• Instruction
Copy the data below line for line, with no changes.

• Records for processing
━━━━━━

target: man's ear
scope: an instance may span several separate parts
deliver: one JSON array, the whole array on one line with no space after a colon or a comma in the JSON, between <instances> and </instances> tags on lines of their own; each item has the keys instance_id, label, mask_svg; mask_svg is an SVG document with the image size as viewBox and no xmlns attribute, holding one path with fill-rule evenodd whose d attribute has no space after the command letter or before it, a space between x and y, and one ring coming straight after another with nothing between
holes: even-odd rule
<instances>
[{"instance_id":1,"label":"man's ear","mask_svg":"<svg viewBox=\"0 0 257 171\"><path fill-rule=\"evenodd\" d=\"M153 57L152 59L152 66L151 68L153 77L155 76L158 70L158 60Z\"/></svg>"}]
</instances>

━━━━━━

• Answer to the exercise
target: man's ear
scope: an instance may span several separate parts
deliver: one JSON array, the whole array on one line with no space after a colon or a comma in the JSON, between <instances> and </instances> tags on lines of their own; each item has the keys instance_id, label, mask_svg; mask_svg is an SVG document with the image size as viewBox and no xmlns attribute, holding one path with fill-rule evenodd whose d attribute has no space after the command letter or before it, a space between x and y, and one ring coming straight after another with nothing between
holes: even-odd rule
<instances>
[{"instance_id":1,"label":"man's ear","mask_svg":"<svg viewBox=\"0 0 257 171\"><path fill-rule=\"evenodd\" d=\"M153 57L152 59L152 66L151 68L153 77L155 76L158 70L158 60Z\"/></svg>"}]
</instances>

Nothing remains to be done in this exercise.